▶ **Extracted material**:
-- Start --

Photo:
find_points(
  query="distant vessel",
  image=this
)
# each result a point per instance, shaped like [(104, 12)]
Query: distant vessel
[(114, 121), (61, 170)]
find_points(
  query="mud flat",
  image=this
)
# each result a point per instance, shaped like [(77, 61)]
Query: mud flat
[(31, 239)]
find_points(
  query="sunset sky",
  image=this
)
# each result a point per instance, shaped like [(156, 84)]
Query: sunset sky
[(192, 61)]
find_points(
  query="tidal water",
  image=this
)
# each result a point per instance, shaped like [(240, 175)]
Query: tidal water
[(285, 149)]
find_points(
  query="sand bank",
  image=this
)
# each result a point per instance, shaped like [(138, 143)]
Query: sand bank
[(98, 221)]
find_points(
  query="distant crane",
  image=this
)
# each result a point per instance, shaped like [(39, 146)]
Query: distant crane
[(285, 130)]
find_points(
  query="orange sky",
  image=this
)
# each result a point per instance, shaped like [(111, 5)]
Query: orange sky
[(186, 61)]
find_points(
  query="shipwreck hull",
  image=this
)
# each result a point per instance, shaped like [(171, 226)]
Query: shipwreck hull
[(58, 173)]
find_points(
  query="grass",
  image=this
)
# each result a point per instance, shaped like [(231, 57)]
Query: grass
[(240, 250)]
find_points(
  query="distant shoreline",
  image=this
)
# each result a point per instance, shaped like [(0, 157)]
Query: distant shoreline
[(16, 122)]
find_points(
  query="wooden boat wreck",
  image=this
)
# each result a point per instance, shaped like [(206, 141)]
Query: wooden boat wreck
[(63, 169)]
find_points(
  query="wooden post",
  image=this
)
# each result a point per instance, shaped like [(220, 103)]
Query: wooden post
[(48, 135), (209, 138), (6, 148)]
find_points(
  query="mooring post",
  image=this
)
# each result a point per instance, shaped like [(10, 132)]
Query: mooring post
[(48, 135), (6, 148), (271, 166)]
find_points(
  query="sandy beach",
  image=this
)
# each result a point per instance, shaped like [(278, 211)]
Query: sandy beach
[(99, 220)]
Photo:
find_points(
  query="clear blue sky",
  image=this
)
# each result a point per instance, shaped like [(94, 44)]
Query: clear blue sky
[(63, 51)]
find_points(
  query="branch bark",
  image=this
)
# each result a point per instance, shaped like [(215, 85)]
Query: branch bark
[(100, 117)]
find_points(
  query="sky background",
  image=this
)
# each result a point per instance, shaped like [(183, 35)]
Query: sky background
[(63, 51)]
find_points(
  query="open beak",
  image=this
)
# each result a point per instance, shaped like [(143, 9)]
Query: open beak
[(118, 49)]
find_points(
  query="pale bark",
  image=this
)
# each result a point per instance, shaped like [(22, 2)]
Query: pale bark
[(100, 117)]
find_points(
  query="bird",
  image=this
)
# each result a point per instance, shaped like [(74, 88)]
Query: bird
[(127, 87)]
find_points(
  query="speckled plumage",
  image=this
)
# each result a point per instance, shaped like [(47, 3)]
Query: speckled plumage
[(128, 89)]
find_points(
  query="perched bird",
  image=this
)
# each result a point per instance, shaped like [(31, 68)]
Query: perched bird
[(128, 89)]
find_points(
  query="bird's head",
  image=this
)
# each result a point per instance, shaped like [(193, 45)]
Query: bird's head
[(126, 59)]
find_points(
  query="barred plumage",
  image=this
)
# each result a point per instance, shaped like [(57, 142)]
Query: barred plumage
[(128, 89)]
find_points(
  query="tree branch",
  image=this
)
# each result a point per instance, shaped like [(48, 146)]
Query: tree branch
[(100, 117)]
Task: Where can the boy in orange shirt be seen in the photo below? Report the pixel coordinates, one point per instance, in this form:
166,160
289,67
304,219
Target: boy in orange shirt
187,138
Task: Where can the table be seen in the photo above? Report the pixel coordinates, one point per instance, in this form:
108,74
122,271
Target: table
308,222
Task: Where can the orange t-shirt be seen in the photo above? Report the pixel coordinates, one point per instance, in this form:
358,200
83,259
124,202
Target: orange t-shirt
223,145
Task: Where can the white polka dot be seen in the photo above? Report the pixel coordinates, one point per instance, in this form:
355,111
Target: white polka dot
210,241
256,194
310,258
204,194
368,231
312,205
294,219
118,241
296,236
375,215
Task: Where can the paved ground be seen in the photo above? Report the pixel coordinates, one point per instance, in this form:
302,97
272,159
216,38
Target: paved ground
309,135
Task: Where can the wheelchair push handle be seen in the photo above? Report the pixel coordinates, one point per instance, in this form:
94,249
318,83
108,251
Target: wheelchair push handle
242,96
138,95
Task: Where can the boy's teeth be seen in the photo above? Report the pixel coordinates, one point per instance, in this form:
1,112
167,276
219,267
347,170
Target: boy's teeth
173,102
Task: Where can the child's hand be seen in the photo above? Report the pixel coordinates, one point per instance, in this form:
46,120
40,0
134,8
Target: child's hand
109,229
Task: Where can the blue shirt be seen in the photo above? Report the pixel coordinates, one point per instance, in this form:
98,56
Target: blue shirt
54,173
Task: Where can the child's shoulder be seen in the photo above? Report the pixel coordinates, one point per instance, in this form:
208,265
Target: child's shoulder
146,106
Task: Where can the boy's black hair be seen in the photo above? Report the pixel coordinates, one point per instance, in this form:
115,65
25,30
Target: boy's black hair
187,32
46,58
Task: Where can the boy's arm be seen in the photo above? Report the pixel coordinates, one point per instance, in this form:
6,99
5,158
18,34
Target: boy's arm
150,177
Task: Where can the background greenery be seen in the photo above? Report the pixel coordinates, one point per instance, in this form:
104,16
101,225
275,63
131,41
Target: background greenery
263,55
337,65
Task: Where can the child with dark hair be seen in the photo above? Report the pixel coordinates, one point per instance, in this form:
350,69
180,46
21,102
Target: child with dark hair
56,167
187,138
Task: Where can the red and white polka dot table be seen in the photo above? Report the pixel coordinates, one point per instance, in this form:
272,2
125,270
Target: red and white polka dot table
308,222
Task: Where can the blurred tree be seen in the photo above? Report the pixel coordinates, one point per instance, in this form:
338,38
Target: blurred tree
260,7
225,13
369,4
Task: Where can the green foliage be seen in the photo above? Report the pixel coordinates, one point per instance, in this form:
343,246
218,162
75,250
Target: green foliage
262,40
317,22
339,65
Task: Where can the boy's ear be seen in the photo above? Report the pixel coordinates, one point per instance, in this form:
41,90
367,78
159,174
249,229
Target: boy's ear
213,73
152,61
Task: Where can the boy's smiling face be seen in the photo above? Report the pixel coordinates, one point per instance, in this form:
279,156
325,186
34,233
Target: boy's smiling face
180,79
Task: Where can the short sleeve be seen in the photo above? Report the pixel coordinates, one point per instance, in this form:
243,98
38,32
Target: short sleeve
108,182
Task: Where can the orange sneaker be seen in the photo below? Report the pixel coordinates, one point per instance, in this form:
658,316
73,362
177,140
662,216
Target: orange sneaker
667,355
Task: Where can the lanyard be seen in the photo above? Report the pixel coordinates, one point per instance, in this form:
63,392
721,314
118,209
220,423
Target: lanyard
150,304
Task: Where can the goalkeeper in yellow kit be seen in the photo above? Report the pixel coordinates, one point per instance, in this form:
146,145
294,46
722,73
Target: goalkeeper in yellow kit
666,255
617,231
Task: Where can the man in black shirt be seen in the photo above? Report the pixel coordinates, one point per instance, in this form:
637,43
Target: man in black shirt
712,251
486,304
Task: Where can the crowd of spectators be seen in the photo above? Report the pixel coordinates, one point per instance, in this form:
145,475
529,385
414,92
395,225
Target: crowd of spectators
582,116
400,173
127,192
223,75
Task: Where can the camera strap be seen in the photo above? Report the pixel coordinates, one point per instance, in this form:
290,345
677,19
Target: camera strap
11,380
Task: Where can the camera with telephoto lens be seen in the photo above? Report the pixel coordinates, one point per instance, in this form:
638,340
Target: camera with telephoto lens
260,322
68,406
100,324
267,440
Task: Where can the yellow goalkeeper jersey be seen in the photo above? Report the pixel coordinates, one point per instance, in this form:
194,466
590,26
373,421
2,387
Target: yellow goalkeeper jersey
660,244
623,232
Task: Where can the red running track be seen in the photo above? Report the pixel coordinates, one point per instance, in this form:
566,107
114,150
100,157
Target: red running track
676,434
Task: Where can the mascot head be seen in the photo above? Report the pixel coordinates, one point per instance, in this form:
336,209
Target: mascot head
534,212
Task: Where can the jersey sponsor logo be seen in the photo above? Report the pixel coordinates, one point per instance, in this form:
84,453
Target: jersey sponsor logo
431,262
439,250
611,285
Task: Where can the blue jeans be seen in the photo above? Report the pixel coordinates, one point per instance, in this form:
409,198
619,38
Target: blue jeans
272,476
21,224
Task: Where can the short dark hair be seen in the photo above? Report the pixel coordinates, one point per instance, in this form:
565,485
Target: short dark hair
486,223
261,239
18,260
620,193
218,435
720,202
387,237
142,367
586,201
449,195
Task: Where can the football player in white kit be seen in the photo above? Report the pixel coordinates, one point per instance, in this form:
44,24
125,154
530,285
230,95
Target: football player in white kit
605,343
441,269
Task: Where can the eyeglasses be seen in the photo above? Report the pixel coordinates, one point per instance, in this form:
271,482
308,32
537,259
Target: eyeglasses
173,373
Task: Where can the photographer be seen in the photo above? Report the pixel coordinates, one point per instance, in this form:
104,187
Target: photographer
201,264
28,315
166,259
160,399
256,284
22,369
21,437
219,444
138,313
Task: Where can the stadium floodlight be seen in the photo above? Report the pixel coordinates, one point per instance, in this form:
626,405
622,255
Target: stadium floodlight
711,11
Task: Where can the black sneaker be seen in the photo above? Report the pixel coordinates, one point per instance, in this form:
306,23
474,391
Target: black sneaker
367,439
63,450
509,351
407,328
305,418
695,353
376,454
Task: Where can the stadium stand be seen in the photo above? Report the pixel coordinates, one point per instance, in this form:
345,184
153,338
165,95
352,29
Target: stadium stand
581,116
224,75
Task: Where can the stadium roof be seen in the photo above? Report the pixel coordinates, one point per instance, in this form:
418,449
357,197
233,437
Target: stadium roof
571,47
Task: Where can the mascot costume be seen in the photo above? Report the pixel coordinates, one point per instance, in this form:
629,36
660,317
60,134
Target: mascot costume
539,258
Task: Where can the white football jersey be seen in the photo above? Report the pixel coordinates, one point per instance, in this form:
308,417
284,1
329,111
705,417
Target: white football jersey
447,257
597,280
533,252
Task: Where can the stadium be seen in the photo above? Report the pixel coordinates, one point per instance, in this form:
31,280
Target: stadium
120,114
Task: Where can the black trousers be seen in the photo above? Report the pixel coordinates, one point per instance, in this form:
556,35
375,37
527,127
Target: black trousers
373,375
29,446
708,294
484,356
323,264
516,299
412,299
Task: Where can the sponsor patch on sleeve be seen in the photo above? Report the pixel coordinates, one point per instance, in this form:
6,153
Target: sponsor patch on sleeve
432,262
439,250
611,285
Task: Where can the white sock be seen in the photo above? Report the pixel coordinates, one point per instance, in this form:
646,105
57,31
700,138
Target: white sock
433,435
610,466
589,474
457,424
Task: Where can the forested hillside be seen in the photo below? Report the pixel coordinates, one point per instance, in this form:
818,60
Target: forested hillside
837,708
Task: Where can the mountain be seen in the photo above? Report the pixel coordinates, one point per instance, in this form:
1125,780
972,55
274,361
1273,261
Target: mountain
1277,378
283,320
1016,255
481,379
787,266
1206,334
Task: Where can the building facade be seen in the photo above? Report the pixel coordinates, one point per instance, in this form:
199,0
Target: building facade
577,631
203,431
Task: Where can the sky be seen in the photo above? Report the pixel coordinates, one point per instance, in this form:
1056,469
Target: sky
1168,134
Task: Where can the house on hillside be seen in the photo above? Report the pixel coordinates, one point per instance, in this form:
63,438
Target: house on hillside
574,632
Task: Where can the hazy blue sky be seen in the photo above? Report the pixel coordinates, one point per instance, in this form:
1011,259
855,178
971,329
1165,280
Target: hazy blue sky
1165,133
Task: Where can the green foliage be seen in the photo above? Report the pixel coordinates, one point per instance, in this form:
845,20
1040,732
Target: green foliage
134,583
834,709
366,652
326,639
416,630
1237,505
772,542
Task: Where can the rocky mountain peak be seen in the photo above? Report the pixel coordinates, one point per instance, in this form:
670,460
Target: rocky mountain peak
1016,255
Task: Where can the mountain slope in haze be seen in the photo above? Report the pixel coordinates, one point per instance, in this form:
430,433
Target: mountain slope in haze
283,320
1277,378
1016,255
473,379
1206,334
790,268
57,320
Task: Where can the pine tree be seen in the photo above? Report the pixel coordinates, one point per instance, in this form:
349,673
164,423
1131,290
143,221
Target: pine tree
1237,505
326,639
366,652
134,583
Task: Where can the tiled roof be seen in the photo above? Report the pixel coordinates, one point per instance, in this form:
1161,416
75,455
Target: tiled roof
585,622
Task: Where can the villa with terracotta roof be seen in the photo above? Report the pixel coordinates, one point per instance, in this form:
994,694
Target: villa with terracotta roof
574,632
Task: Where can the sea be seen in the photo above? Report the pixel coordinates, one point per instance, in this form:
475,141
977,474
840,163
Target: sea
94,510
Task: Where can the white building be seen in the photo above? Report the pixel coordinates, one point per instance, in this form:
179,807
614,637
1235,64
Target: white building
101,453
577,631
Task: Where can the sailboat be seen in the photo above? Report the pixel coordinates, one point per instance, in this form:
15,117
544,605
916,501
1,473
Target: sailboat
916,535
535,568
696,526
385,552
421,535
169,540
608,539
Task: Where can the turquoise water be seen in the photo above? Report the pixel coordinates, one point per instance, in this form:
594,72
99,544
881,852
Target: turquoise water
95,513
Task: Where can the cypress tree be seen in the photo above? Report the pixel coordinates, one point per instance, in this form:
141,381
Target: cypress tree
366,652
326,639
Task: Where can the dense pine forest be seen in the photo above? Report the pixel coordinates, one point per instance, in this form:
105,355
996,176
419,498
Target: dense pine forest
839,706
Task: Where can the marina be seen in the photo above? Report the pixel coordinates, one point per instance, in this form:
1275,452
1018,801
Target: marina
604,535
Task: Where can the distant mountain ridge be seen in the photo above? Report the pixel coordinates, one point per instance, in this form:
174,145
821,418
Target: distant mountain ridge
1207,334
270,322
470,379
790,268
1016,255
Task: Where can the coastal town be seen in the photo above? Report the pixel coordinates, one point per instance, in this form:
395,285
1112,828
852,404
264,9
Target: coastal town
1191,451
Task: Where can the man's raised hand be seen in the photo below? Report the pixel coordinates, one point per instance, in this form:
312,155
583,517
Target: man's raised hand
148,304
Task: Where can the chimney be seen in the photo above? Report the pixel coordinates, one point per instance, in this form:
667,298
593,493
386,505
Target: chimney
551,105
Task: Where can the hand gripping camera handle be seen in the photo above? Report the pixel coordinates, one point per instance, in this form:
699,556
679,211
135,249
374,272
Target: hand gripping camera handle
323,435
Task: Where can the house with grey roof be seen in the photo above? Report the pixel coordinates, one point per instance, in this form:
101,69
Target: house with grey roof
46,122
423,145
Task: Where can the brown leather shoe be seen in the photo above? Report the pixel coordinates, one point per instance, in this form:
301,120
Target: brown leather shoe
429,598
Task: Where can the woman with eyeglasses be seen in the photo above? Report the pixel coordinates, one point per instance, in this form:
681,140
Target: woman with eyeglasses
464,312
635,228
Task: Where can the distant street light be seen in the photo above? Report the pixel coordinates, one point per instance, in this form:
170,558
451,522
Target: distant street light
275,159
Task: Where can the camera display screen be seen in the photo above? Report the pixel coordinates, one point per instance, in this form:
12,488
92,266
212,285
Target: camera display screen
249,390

-- End --

Could you output the lines above, from the very first one through the line containing "[(48, 135), (6, 148), (271, 166)]", as a Markdown table with a Number column for the row number and a Line column for the line, leaving out any blank lines?

| Number | Line |
|---|---|
| 1 | Photo: |
| 2 | find_points( |
| 3 |   query="distant vessel", |
| 4 |   image=this |
| 5 | ) |
| 6 | # each result a point per instance, shaped like [(104, 12)] |
| 7 | Query: distant vessel |
| 8 | [(114, 121), (61, 170)] |
| 9 | find_points( |
| 10 |   query="mud flat", |
| 11 |   image=this |
| 12 | ) |
| 13 | # each result a point per instance, shaped like [(77, 61)] |
| 14 | Query: mud flat |
| 15 | [(31, 239)] |
| 16 | find_points( |
| 17 |   query="sunset sky", |
| 18 |   image=this |
| 19 | ) |
| 20 | # each result a point per instance, shaped like [(156, 84)] |
| 21 | Query: sunset sky |
| 22 | [(192, 61)] |
| 23 | find_points( |
| 24 |   query="tidal water", |
| 25 |   image=this |
| 26 | ) |
| 27 | # each result a point per instance, shaped like [(240, 175)] |
| 28 | Query: tidal water |
| 29 | [(285, 149)] |
| 30 | find_points( |
| 31 |   query="sand bank", |
| 32 |   image=this |
| 33 | ) |
| 34 | # each result a point per instance, shaped like [(138, 143)] |
| 35 | Query: sand bank |
| 36 | [(98, 221)] |
| 37 | find_points( |
| 38 |   query="distant crane", |
| 39 |   image=this |
| 40 | ) |
| 41 | # each result a point per instance, shaped like [(39, 146)] |
| 42 | Query: distant crane |
| 43 | [(285, 130)] |
| 44 | find_points( |
| 45 |   query="orange sky", |
| 46 |   image=this |
| 47 | ) |
| 48 | # each result a point per instance, shaped like [(111, 5)] |
| 49 | Query: orange sky |
| 50 | [(186, 61)] |
| 51 | find_points( |
| 52 |   query="shipwreck hull", |
| 53 |   image=this |
| 54 | ) |
| 55 | # each result a point per instance, shaped like [(171, 226)] |
| 56 | Query: shipwreck hull |
| 57 | [(58, 173)] |
| 58 | find_points( |
| 59 |   query="grass", |
| 60 |   image=this |
| 61 | ) |
| 62 | # each result a point per instance, shaped like [(231, 57)] |
| 63 | Query: grass |
| 64 | [(240, 250)] |
| 65 | find_points( |
| 66 |   query="distant shoreline", |
| 67 |   image=this |
| 68 | ) |
| 69 | # each result a point per instance, shaped like [(0, 157)] |
| 70 | Query: distant shoreline |
| 71 | [(16, 122)] |
| 72 | find_points( |
| 73 |   query="wooden boat wreck", |
| 74 |   image=this |
| 75 | ) |
| 76 | # each result a point per instance, shaped like [(206, 141)] |
| 77 | Query: wooden boat wreck |
| 78 | [(63, 169)] |
| 79 | find_points( |
| 80 |   query="wooden post", |
| 81 |   image=this |
| 82 | ) |
| 83 | # each result a point per instance, shaped like [(220, 103)] |
| 84 | Query: wooden post |
| 85 | [(48, 135), (209, 138), (6, 148)] |
| 86 | find_points( |
| 87 |   query="mooring post", |
| 88 |   image=this |
| 89 | ) |
| 90 | # each result a point per instance, shaped like [(10, 132)] |
| 91 | Query: mooring post |
| 92 | [(48, 135), (6, 148), (271, 166)] |